SELECTED TEXT |

[START]

My tyres are black?:lol:

However it's not a black tyre is it?

It's a tyre with ONE shiny outside wall!


----------



## JayOW (Dec 8, 2008)

It finishes the car off. Having nice shiny tyres and paint looks better than dull tyres imo. 

I personally think a car does not look clean unless the tyres are shiny. 


Sent from my iPhone using Tapatalk


----------



## Jack R (Dec 15, 2014)

Mikesphotaes said:


> My tyres are black?:lol:


They won't stay like that, as the rubber gets old it turns brown. By using the tyre gel it gives it protection and stops this happening so fast


----------



## Mikesphotaes (Jul 24, 2016)

JR1982 said:


> They won't stay like that, as the rubber gets old it turns brown. By using the tyre gel it gives it protection and stops this happening so fast


See post 5.


----------



## Luke M (Jul 1, 2013)

Mikesphotaes said:


> See post 5.


Put a picture up friend.
If you can show us perfectly clean tyres with no browning or staining without dressing then we will all concede your point.

[END]

ENTRIES SUPPLIED |
[START]

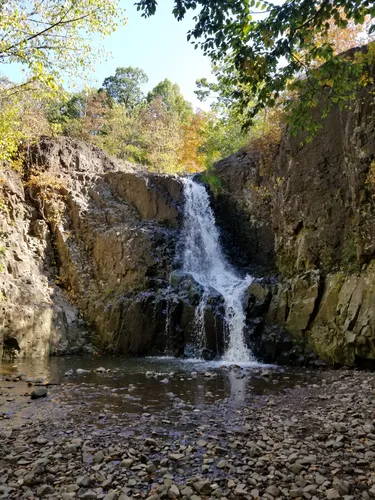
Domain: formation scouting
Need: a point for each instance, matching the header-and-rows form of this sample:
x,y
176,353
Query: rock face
x,y
311,221
332,316
35,317
88,235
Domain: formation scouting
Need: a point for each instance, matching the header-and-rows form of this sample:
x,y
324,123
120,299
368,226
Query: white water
x,y
204,259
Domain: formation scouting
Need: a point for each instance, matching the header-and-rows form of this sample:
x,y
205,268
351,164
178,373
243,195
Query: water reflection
x,y
147,385
237,386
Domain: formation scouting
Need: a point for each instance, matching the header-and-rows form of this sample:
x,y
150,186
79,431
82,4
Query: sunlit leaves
x,y
51,37
266,45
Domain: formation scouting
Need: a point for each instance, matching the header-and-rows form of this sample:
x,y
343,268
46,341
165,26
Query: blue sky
x,y
157,44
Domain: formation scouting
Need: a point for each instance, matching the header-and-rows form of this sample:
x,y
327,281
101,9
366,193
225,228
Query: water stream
x,y
204,260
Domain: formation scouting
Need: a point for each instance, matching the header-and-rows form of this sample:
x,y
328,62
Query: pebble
x,y
39,392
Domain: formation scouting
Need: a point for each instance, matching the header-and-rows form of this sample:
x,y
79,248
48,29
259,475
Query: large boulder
x,y
90,235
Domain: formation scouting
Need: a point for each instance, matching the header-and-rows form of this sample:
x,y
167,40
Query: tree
x,y
172,99
124,87
161,136
83,116
191,157
266,45
50,36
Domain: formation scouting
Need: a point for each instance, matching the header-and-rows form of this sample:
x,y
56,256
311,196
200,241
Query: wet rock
x,y
45,490
203,487
39,392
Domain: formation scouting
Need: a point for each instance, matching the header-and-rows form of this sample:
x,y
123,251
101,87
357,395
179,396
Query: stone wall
x,y
103,246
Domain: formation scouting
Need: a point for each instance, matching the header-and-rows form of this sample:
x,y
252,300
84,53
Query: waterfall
x,y
204,259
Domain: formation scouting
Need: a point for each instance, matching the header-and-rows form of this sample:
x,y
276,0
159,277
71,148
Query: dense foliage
x,y
159,130
263,48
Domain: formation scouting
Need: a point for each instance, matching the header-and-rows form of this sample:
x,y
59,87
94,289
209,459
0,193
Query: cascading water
x,y
203,258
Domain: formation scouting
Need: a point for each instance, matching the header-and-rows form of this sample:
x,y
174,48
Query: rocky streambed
x,y
168,429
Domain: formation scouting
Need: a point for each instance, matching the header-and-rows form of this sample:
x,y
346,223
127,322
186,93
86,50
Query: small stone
x,y
203,487
111,495
296,468
98,457
88,495
222,464
331,494
273,490
187,492
150,442
173,492
39,392
151,468
176,456
83,481
44,490
126,463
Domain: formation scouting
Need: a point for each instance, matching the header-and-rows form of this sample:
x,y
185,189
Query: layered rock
x,y
310,220
35,316
88,235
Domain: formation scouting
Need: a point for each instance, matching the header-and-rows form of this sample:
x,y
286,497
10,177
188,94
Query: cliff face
x,y
86,235
312,220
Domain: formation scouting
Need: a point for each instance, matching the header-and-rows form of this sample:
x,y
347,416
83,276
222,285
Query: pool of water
x,y
152,385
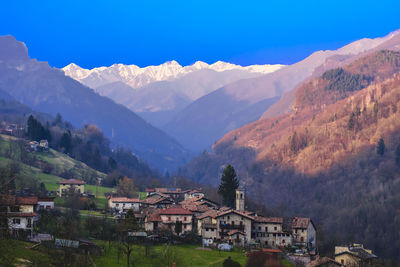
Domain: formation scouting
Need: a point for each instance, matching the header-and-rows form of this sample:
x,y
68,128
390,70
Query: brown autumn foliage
x,y
320,160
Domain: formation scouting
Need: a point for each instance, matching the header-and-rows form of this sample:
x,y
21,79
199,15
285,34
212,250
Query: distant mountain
x,y
136,77
48,90
321,158
159,92
210,117
344,56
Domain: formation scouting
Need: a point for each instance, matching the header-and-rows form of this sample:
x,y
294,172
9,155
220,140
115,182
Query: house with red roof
x,y
304,232
123,204
268,231
20,214
66,185
169,217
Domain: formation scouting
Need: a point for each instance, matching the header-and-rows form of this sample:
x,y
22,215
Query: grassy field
x,y
19,254
60,163
183,255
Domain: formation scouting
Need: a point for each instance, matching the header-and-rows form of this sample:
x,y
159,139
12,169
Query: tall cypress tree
x,y
398,155
380,149
228,186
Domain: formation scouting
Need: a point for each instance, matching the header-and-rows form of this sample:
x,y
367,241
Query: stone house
x,y
171,215
323,262
207,225
233,220
304,232
152,221
123,204
156,201
268,231
45,203
354,255
192,193
19,213
66,185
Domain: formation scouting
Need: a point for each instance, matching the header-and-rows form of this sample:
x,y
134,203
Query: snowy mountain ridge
x,y
136,77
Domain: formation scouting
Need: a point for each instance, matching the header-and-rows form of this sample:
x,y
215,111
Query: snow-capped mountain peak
x,y
135,76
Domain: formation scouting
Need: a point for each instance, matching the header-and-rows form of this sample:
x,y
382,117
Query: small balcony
x,y
209,225
231,227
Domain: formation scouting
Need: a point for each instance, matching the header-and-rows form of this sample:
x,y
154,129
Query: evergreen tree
x,y
398,155
380,149
178,227
66,142
228,186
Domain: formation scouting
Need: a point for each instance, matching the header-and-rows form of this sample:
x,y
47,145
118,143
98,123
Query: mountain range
x,y
157,93
208,118
320,157
49,90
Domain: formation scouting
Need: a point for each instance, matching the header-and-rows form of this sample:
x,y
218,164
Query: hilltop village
x,y
166,212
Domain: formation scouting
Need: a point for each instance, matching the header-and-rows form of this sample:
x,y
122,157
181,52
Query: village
x,y
166,212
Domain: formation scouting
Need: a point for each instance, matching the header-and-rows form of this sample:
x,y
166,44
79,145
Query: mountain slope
x,y
240,99
389,42
321,159
49,90
159,92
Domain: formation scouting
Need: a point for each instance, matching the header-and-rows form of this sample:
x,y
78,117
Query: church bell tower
x,y
240,199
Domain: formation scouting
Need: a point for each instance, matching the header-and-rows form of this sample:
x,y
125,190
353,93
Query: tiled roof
x,y
154,217
21,214
175,211
46,199
124,200
7,200
322,262
232,232
358,252
154,200
168,190
236,212
209,213
71,181
27,200
268,219
272,250
10,200
190,200
299,222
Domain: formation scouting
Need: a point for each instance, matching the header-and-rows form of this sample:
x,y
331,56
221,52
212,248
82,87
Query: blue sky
x,y
100,33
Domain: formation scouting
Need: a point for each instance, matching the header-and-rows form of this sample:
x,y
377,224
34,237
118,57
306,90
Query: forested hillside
x,y
335,157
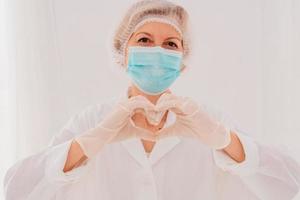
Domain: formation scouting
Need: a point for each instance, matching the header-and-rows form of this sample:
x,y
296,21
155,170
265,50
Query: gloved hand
x,y
117,126
192,121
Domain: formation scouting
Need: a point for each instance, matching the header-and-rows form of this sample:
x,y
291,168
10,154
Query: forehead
x,y
158,28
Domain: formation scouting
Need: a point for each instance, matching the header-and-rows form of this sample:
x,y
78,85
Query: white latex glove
x,y
117,126
191,121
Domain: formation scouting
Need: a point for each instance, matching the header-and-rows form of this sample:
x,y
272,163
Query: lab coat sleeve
x,y
268,171
41,174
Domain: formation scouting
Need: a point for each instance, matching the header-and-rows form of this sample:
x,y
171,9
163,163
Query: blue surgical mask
x,y
153,69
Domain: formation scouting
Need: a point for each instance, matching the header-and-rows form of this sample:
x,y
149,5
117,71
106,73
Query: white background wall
x,y
245,60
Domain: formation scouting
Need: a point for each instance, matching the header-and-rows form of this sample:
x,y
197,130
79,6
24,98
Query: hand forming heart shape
x,y
155,112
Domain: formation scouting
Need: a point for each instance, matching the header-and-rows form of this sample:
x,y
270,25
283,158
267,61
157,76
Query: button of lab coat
x,y
145,177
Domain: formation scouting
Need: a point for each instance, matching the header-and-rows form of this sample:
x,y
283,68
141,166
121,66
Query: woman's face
x,y
156,34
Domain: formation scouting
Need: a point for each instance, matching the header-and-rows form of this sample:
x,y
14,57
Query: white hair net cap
x,y
148,11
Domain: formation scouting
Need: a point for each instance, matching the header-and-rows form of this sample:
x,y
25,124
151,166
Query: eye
x,y
144,40
172,44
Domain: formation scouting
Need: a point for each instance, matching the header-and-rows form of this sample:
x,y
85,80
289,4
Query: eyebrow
x,y
151,35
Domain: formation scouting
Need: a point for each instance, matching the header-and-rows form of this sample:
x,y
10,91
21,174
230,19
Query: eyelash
x,y
172,43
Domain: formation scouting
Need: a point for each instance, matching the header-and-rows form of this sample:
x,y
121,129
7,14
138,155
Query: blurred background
x,y
56,60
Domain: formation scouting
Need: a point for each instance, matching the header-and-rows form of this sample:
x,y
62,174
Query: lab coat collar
x,y
136,149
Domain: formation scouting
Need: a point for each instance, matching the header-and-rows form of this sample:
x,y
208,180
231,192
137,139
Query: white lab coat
x,y
177,169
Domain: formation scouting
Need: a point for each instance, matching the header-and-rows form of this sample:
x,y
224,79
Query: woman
x,y
152,144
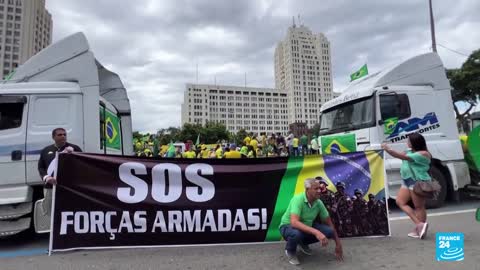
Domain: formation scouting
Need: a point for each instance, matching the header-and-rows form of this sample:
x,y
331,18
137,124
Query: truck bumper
x,y
15,194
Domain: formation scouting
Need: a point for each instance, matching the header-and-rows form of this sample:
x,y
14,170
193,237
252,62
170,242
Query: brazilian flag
x,y
389,125
362,72
336,144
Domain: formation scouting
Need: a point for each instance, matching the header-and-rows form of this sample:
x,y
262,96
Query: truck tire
x,y
438,176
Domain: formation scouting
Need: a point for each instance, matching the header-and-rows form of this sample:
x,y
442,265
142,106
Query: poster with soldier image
x,y
353,191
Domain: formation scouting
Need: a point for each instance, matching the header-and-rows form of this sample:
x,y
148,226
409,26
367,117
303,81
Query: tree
x,y
465,82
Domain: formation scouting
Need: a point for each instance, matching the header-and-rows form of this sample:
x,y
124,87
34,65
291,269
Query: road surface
x,y
395,252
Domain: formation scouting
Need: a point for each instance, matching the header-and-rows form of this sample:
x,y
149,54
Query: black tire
x,y
438,176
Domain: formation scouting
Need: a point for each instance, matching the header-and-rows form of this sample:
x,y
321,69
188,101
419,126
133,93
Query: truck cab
x,y
413,96
62,86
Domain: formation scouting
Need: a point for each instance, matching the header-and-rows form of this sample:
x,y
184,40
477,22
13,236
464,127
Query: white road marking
x,y
437,214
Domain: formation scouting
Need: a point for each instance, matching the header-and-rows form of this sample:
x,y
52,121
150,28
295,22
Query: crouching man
x,y
299,225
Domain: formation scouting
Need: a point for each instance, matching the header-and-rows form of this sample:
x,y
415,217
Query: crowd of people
x,y
252,146
354,216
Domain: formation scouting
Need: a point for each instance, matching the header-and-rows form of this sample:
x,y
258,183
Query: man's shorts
x,y
408,183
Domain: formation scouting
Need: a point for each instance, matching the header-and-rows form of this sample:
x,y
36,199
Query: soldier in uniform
x,y
382,216
339,208
372,210
327,196
350,229
361,213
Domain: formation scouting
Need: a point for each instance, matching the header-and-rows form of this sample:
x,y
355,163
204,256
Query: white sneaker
x,y
413,235
292,258
422,230
305,249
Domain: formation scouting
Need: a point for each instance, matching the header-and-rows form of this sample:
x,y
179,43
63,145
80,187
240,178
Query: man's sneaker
x,y
305,249
414,233
422,230
292,258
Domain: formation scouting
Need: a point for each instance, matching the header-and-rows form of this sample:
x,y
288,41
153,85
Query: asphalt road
x,y
395,252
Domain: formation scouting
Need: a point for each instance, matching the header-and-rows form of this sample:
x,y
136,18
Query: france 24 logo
x,y
449,246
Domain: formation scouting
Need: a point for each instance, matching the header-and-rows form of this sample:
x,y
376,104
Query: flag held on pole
x,y
362,72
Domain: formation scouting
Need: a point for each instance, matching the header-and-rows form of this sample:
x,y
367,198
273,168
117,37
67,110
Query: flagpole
x,y
432,27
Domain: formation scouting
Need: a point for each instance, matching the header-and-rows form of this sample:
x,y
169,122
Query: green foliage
x,y
465,82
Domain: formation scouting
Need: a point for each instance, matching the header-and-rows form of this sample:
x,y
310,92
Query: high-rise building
x,y
303,69
257,110
25,29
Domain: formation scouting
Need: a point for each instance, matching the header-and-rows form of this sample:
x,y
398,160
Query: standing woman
x,y
415,165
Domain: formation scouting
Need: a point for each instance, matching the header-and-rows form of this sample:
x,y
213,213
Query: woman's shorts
x,y
408,183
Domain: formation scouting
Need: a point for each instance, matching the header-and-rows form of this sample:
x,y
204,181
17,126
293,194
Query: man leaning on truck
x,y
59,136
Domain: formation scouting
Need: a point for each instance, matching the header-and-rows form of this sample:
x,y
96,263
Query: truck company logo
x,y
110,131
403,128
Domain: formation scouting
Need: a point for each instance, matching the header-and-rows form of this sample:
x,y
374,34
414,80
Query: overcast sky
x,y
154,45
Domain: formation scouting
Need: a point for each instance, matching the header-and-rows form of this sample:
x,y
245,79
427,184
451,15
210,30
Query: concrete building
x,y
254,109
25,29
303,69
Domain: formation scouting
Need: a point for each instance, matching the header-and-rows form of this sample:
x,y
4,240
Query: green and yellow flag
x,y
362,72
336,144
389,125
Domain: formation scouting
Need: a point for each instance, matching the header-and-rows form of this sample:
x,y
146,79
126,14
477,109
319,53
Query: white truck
x,y
413,96
61,86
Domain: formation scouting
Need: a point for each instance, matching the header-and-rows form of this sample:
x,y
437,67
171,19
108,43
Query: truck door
x,y
13,116
47,112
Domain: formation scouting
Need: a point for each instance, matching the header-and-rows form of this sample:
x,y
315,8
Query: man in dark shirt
x,y
59,136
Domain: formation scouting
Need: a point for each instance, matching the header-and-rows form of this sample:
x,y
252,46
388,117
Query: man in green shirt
x,y
299,227
304,143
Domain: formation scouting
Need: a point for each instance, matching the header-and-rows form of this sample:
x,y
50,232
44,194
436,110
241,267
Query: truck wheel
x,y
438,176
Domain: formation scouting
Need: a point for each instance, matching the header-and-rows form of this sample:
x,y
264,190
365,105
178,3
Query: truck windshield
x,y
349,116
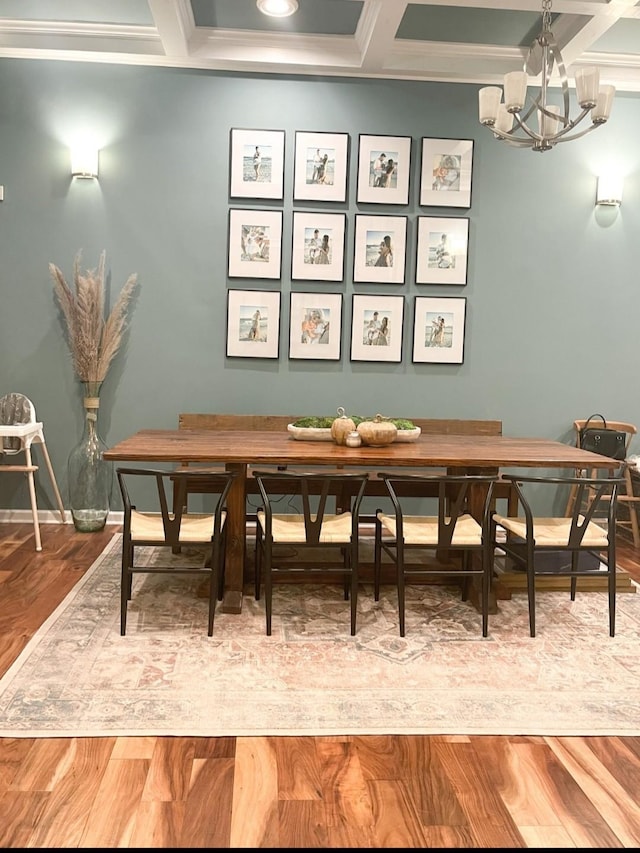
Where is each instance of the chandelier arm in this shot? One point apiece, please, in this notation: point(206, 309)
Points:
point(518, 141)
point(562, 138)
point(523, 126)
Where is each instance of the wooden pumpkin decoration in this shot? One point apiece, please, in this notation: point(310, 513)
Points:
point(341, 427)
point(377, 432)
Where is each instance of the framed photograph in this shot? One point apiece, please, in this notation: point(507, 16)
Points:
point(255, 243)
point(318, 246)
point(320, 168)
point(384, 166)
point(257, 163)
point(376, 327)
point(315, 326)
point(253, 323)
point(445, 177)
point(442, 250)
point(438, 332)
point(379, 250)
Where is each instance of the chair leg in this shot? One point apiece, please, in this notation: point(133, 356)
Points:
point(487, 556)
point(633, 515)
point(353, 562)
point(531, 590)
point(257, 563)
point(377, 558)
point(268, 584)
point(400, 586)
point(52, 477)
point(125, 591)
point(611, 569)
point(32, 496)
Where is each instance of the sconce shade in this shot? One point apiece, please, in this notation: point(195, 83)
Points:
point(84, 162)
point(277, 8)
point(609, 190)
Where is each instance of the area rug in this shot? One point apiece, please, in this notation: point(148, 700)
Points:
point(79, 677)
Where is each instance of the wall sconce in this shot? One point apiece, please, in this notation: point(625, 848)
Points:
point(84, 162)
point(609, 190)
point(277, 8)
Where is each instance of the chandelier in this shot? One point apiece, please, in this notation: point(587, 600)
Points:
point(553, 125)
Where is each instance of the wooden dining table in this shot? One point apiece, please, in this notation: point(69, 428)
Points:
point(239, 449)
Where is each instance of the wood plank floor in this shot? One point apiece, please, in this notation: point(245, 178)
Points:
point(377, 791)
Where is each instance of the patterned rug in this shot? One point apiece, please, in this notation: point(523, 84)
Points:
point(79, 677)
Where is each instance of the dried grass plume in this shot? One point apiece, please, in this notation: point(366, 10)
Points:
point(93, 339)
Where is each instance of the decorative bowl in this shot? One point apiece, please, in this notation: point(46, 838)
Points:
point(408, 435)
point(309, 433)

[END]

TASKS FOR THIS EXERCISE |
a. From the tyre forum thread above the rows, set down the stretch from "However it's not" through "tyres are shiny.".
b. In the tyre forum thread, what color does rubber turn as it gets old?
c. Do these statements agree with the tyre forum thread? Answer yes or no for each, and quote the words of the thread that decide it.
(i) JayOW believes a car does not look clean unless its tyres are shiny.
(ii) Luke M asks Mikesphotaes to post a video.
(iii) Jack R says tyre gel stops browning entirely.

RESULTS |
a.
However it's not a black tyre is it?

It's a tyre with ONE shiny outside wall!


----------



## JayOW (Dec 8, 2008)

It finishes the car off. Having nice shiny tyres and paint looks better than dull tyres imo. 

I personally think a car does not look clean unless the tyres are shiny.

b. Brown.

c.
(i) Yes: "I personally think a car does not look clean unless the tyres are shiny."
(ii) No: "Put a picture up friend."
(iii) No: "By using the tyre gel it gives it protection and stops this happening so fast"